Write out the rows below word for word, starting at the line that contains "wave and put a dot on each instance?" and ending with the last line of the rows.

======== Input rows ========

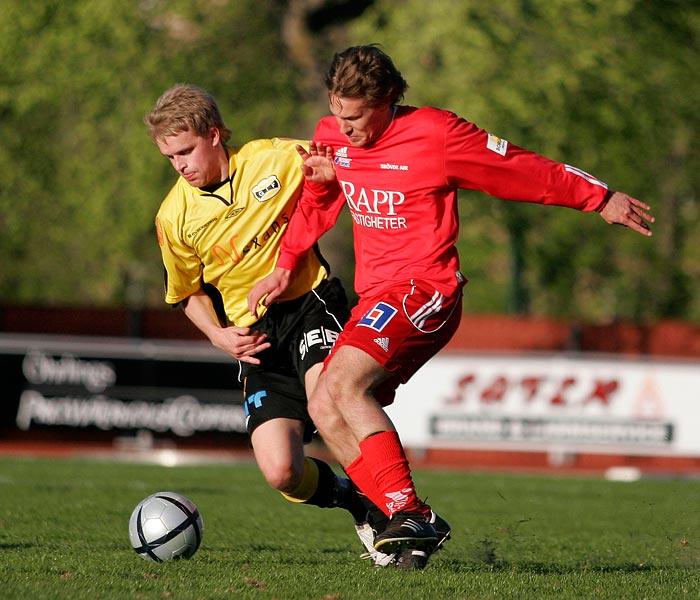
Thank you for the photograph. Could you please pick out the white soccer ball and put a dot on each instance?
(165, 526)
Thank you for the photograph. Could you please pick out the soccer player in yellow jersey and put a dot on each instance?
(219, 231)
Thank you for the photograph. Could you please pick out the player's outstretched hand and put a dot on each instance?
(318, 162)
(267, 289)
(622, 209)
(241, 342)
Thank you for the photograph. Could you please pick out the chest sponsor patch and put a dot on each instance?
(266, 189)
(497, 145)
(377, 317)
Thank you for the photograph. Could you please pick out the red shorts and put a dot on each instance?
(401, 327)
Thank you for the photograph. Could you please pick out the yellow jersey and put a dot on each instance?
(230, 236)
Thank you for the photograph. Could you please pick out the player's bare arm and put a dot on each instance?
(622, 209)
(267, 289)
(318, 162)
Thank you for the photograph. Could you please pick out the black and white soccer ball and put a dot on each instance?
(165, 526)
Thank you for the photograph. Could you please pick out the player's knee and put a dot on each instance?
(282, 476)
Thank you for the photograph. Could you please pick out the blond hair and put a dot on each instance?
(185, 107)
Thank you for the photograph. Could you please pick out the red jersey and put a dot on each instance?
(402, 194)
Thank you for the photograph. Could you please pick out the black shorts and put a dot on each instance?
(302, 332)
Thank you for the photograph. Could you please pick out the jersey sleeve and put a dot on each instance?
(476, 159)
(315, 213)
(183, 269)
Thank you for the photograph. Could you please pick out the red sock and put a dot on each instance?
(363, 479)
(384, 458)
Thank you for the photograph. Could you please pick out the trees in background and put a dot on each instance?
(605, 85)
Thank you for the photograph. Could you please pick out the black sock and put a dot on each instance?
(334, 491)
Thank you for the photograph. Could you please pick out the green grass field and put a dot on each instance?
(64, 535)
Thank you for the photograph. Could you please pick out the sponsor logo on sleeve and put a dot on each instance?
(497, 145)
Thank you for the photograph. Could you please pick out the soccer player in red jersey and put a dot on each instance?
(398, 169)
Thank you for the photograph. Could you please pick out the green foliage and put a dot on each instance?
(81, 179)
(64, 534)
(606, 85)
(603, 85)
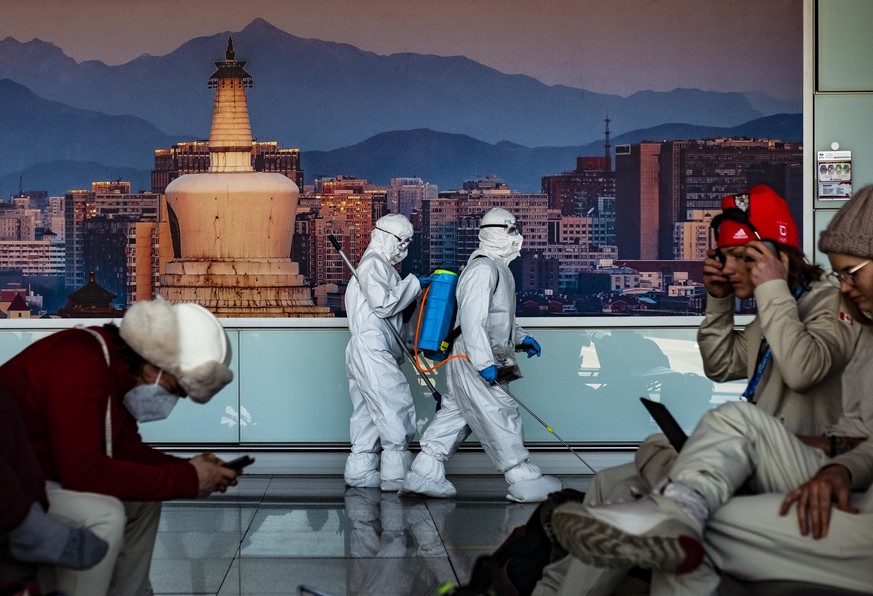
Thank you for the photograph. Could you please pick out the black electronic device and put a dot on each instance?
(665, 421)
(238, 464)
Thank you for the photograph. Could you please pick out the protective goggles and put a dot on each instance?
(403, 243)
(512, 228)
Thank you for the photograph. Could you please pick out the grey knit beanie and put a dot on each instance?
(851, 230)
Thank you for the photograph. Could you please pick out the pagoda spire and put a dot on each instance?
(230, 138)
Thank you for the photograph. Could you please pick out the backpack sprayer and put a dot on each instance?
(436, 394)
(434, 335)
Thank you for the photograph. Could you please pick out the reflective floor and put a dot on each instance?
(313, 535)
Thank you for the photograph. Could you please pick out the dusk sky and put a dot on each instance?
(718, 45)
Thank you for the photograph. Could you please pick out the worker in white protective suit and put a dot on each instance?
(383, 413)
(489, 336)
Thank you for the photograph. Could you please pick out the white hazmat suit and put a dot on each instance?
(486, 309)
(383, 413)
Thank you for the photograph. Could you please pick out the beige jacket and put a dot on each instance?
(857, 419)
(811, 346)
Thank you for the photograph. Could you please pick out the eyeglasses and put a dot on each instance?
(838, 278)
(402, 242)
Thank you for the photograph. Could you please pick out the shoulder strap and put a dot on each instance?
(107, 423)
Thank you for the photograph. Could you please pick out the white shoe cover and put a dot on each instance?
(533, 491)
(361, 470)
(428, 477)
(528, 485)
(395, 465)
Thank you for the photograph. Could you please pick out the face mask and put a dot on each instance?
(150, 402)
(398, 256)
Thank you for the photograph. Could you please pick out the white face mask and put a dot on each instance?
(148, 403)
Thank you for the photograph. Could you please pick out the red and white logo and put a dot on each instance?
(740, 234)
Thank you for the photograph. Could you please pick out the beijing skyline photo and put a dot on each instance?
(612, 130)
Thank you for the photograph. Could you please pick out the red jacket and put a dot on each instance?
(62, 384)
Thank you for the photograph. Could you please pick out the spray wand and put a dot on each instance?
(543, 422)
(436, 394)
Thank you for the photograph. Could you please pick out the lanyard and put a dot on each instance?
(764, 356)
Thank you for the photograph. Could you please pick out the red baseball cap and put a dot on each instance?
(757, 214)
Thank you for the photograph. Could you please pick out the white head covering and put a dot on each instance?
(494, 234)
(388, 235)
(185, 340)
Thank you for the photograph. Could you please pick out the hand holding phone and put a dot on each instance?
(238, 464)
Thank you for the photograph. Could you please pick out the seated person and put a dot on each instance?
(80, 393)
(796, 321)
(737, 444)
(32, 535)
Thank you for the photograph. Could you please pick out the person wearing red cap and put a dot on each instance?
(806, 524)
(793, 352)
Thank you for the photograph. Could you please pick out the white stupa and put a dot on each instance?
(235, 225)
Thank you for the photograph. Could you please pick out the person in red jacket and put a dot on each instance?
(81, 392)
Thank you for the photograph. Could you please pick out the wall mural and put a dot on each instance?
(612, 130)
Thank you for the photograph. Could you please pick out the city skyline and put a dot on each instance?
(735, 45)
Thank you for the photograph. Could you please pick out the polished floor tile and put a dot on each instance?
(311, 535)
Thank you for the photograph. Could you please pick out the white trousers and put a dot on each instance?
(570, 576)
(472, 405)
(383, 412)
(746, 537)
(130, 528)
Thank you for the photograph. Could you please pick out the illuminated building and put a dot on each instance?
(96, 223)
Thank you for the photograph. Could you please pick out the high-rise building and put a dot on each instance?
(577, 192)
(113, 208)
(450, 223)
(33, 257)
(637, 200)
(346, 209)
(405, 195)
(18, 221)
(691, 238)
(660, 183)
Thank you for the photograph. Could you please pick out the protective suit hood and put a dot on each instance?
(391, 237)
(499, 235)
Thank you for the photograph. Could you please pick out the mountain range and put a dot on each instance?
(323, 95)
(445, 119)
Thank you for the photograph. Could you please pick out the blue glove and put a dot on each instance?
(489, 374)
(530, 345)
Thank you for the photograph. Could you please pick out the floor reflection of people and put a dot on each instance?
(392, 544)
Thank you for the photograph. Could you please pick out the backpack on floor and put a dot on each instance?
(517, 565)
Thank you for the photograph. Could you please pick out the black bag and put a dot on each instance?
(517, 565)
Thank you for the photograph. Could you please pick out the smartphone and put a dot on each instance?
(774, 248)
(238, 464)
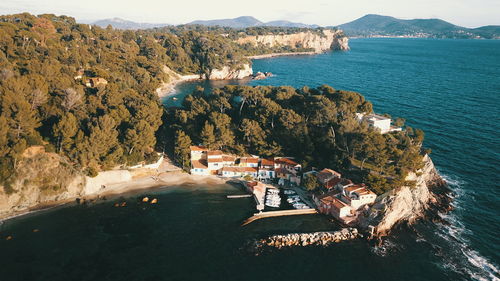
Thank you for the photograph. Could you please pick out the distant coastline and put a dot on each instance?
(272, 55)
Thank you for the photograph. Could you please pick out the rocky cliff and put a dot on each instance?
(230, 73)
(330, 39)
(407, 204)
(44, 179)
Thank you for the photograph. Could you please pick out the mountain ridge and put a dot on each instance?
(372, 25)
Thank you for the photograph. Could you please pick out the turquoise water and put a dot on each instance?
(449, 88)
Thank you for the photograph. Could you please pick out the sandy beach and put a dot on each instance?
(272, 55)
(134, 186)
(167, 89)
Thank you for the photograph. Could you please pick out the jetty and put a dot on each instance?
(280, 213)
(322, 238)
(239, 196)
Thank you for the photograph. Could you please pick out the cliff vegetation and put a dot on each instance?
(317, 126)
(88, 94)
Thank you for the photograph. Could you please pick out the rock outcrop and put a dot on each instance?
(42, 177)
(406, 204)
(45, 179)
(228, 73)
(330, 39)
(323, 238)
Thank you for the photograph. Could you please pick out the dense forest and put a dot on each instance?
(88, 93)
(317, 126)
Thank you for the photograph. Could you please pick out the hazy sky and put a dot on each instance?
(469, 13)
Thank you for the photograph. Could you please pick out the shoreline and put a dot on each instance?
(168, 89)
(134, 186)
(272, 55)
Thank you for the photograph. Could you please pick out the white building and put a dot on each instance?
(199, 167)
(358, 196)
(378, 122)
(266, 174)
(198, 152)
(238, 172)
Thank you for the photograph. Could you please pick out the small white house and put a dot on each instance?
(378, 122)
(199, 167)
(358, 196)
(198, 152)
(266, 174)
(237, 172)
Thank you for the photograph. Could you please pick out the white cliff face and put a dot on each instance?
(227, 73)
(407, 204)
(310, 40)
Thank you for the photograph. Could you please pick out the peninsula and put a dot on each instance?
(80, 117)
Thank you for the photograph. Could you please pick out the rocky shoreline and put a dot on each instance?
(323, 238)
(272, 55)
(430, 197)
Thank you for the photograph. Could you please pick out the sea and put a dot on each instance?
(448, 88)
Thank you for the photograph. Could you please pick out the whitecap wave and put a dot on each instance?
(475, 266)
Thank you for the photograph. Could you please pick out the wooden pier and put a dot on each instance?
(281, 213)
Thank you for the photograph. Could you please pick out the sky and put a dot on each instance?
(468, 13)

========

_Response:_
Thank you for the photograph. Could you please pick out the whitecap wave and put a dot on each instance?
(475, 266)
Thank you for the photograph. Could you please pick out the wooden pier and put a dot on each instance?
(281, 213)
Thank you for the photograph. Could you please pick out the sky and put a dot on each instance?
(468, 13)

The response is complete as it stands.